• PERGUNTAS:
**a.** Responda às perguntas abaixo com base no texto sobre evasão escolar.
(i) Segundo o texto, o que o Proeja pretende integrar?
(ii) Quantas universidades públicas o Uruguai possui e em que cidade?
(iii) Que porcentagem dos que ingressam na universidade pública uruguaia pertence aos dois quintos da população de maior renda?
**b.** Continue o texto sobre evasão escolar a partir do ponto em que ele termina.

Projetos brasileiros
Um dos exemplos para combater a evasão escolar vem do Brasil, que criou o Proeja (Programa Nacional de Integração da Educação Profissional com a Educação Básica na Modalidade de Educação de Jovens e Adultos). A iniciativa pretende integrar o ensino profissionalizante com a educação básica, tentando superar a dualidade entre trabalho manual e intelectual. O programa inclui trocas curriculares e modificações nos mecanismos de assistência ao estudante para favorecer a sua permanência na escola.
No Brasil, o problema da evasão tem sido combatido, mas o resultado ainda é insuficiente. De acordo com o Censo Escolar da Educação Básica 2009, estudo realizado pelo Inep (Instituto Nacional de Estudos e Pesquisas Educacionais Anísio Teixeira) há uma queda de 1,2% em relação a 2008 no número total de matrículas na Educação Básica, antes com 53,3 milhões, agora com 2,5 milhões de alunos. A Educação Básica engloba a Educação Infantil, Ensino Fundamental, Ensino Médio, Educação Profissional, Educação Especial e Educação de Jovens e Adultos.
De acordo com o IBGE, de 100 alunos que ingressam na escola na 1ª série, apenas 5 concluem o Ensino Fundamental, ou seja, apenas 5 terminam a 8ª série.
As propostas da Frente Ampla para este governo também estão voltadas à valorização das carreiras técnicas, reservando a elas um maior orçamento e colocando em prática um programa orientado à capacitação para o trabalho de pelo menos cinco mil pessoas por ano.
Descentralizar
Outro problema para o acesso ao ensino superior é que o Uruguai possui somente uma universidade pública (a Universidade da República), em Montevidéu, e somente alguns cursos estão disponíveis nos centros regionais em outros departamentos (estados). Desta forma, os jovens que não são da capital e, ao mesmo tempo, são de baixa ou média renda, não têm condições de cursá-la. “Mandar um jovem à capital não é viável”, repetiu Mujica nos atos de campanha.
Por outro lado, embora a universidade pública no Uruguai seja gratuita, 90% dos que ingressam nela pertencem aos dois quintos da população de maior renda do país.

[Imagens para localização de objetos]
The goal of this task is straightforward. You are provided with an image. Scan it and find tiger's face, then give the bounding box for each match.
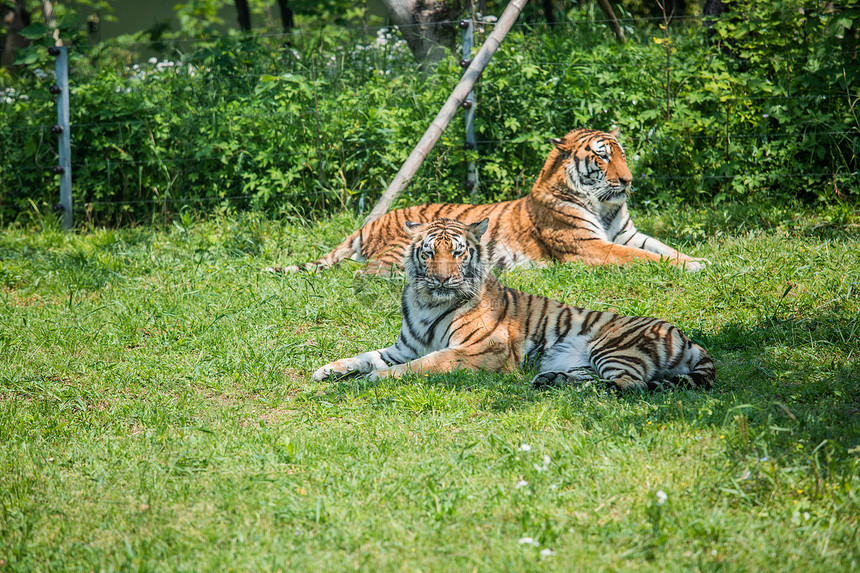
[404,219,489,305]
[550,129,633,204]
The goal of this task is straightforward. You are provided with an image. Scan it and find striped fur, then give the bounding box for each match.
[313,219,715,389]
[267,125,707,274]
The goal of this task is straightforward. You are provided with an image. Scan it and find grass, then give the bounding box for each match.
[0,200,860,571]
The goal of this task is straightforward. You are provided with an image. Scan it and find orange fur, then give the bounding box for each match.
[314,219,715,389]
[269,129,707,274]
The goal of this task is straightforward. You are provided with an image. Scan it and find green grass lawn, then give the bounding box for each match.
[0,205,860,571]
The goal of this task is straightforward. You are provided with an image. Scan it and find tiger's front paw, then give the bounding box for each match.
[367,369,398,382]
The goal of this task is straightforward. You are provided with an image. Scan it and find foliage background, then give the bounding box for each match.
[0,0,860,223]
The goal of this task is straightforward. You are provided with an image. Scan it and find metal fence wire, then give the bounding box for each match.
[0,8,860,225]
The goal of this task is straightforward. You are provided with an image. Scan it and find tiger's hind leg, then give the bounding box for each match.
[532,337,597,388]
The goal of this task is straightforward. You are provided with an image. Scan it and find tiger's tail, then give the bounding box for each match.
[263,229,361,274]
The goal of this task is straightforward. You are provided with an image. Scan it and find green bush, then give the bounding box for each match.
[0,0,860,224]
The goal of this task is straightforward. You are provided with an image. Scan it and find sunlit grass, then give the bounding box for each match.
[0,200,860,571]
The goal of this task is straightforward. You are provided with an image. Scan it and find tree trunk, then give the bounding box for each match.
[597,0,627,44]
[382,0,463,69]
[543,0,558,28]
[0,0,30,74]
[42,0,63,46]
[278,0,293,35]
[236,0,251,32]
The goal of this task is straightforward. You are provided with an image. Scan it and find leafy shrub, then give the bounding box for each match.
[0,0,860,224]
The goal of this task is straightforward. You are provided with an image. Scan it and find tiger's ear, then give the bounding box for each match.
[468,218,490,241]
[403,221,424,237]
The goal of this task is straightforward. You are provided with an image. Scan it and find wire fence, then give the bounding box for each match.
[0,8,860,226]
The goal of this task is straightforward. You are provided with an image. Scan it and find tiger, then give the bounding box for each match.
[265,128,708,275]
[312,218,716,390]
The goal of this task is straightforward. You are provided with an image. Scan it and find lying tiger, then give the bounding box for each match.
[313,219,715,389]
[266,129,707,274]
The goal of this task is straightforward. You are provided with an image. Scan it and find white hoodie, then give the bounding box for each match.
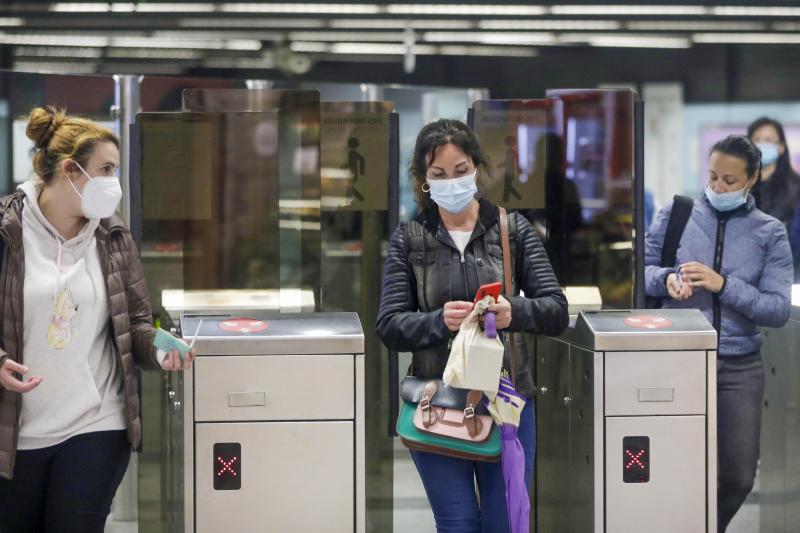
[18,179,126,450]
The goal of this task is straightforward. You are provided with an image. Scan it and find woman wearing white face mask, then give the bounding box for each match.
[645,135,792,533]
[0,108,194,533]
[377,120,569,533]
[747,117,800,281]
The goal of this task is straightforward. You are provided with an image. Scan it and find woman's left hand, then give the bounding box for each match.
[488,294,511,329]
[161,350,197,370]
[681,261,725,294]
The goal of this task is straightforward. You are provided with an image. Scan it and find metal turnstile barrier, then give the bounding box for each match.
[758,300,800,533]
[175,312,365,533]
[536,309,717,533]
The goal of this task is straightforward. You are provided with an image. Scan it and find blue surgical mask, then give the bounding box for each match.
[756,143,780,167]
[706,185,750,213]
[428,169,478,213]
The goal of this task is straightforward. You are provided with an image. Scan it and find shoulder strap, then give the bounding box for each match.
[500,207,517,387]
[661,194,694,267]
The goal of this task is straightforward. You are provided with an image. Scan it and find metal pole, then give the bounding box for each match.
[114,74,142,225]
[633,100,647,309]
[112,70,141,521]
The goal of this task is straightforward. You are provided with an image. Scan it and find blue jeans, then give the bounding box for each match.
[717,354,764,533]
[0,430,131,533]
[411,398,536,533]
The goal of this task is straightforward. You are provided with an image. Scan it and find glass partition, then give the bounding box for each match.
[320,102,397,532]
[546,90,642,309]
[131,91,321,531]
[469,100,552,222]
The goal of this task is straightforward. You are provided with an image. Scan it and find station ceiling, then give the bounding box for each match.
[0,0,800,98]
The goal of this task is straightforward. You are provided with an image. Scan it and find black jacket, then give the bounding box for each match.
[376,200,569,396]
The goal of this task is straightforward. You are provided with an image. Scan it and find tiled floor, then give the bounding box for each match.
[105,441,759,533]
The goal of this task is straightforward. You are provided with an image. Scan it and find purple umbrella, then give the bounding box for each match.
[488,377,531,533]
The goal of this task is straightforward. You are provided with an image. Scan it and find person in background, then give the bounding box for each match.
[0,108,195,533]
[645,135,792,533]
[747,117,800,281]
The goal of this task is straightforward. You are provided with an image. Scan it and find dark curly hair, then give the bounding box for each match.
[408,119,488,208]
[709,133,761,183]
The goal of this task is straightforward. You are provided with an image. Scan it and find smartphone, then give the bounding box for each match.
[153,328,192,361]
[475,281,503,303]
[675,267,683,292]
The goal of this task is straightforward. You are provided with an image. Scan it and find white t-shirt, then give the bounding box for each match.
[449,231,472,255]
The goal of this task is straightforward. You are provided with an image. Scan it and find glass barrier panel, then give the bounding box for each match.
[546,90,637,309]
[0,71,119,195]
[470,100,552,221]
[320,102,397,532]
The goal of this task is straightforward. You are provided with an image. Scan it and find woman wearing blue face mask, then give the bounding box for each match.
[377,120,569,533]
[747,117,800,281]
[645,135,793,532]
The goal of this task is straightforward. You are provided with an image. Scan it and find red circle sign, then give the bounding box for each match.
[219,318,268,333]
[625,315,672,329]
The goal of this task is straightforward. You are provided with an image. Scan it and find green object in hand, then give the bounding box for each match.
[153,328,192,361]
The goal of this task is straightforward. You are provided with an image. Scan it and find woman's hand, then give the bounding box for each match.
[667,273,692,302]
[681,261,725,294]
[487,294,511,329]
[0,359,42,392]
[161,350,197,370]
[444,301,473,331]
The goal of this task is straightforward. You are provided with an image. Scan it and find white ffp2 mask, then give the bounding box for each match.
[67,161,122,218]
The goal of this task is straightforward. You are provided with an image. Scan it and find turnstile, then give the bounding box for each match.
[177,312,365,533]
[758,300,800,533]
[536,309,717,533]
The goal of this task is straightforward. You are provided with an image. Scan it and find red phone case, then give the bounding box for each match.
[475,281,503,303]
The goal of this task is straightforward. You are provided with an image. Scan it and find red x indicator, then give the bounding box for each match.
[217,457,239,476]
[625,450,645,470]
[622,436,650,483]
[211,442,242,490]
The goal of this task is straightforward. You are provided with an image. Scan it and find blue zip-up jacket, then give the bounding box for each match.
[645,194,794,357]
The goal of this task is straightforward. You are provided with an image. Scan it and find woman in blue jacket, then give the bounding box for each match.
[645,135,794,532]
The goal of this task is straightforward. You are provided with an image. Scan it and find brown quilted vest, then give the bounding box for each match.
[0,192,160,479]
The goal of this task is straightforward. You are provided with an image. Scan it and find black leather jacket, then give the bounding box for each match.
[376,200,569,397]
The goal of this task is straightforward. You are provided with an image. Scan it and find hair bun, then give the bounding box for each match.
[25,106,65,150]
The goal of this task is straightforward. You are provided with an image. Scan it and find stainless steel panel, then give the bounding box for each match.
[759,314,800,533]
[573,309,717,351]
[228,392,267,407]
[194,355,355,422]
[181,312,364,356]
[605,416,706,533]
[536,337,572,532]
[605,351,707,416]
[783,314,800,531]
[568,346,603,532]
[196,422,355,533]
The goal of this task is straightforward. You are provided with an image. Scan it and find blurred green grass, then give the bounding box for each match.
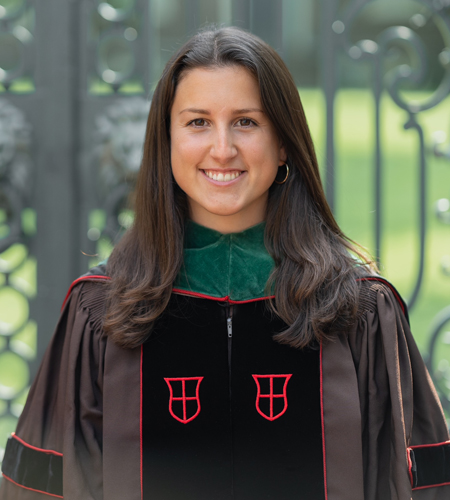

• RESPOSTAS DAS TAREFAS:
**a.**
(i) O ensino profissionalizante com a educação básica.
(ii) Somente uma, a Universidade da República, em Montevidéu.
(iii) 90%.

**b.**
Para enfrentar este problema, a proposta da Frente Ampla inclui a criação de 25 mil bolsas de estudo. Além disso, o orçamento educativo triplicou durante o governo do presidente Tabaré Vázquez, e a ideia é que ele se mantenha em uma porcentagem de 4,5% do Produto Interno Bruto (cerca de 1,5 bilhão de dólares, tomando-se por base o PIB de 2008).
A Frente Ampla propõe ainda criar universidades públicas no interior do país, provavelmente em conjunto com outros países da região, como Argentina e Brasil. Para isso enfrenta certa resistência da Universidade da República, que quer manter o monopólio da educação pública universitária.
Para Mijail Yapor, conselheiro da Federação de Estudantes Universitários do Uruguai, o principal obstáculo para o ingresso à universidade está mesmo na evasão no ensino médio. No entanto, ele acredita que, a longo prazo, a universidade deve ter uma “presença muito mais forte no interior” do país. “A concentração geográfica é extremamente negativa para incentivar os jovens do interior a estudar uma carreira universitária”, afirmou.
Yapor defende ainda que se deve dar maior autonomia aos centros regionais e criar pólos de desenvolvimento universitário nas outras regiões. Entretanto, ele declara que a Federação de Estudantes é contrária à criação de outras instituições públicas. “Uma nova instituição teria que começar do zero e não estaria suficientemente preparada, não teria recursos materiais e humanos nem a renda necessária, não teria potencial de pesquisa”, opinou.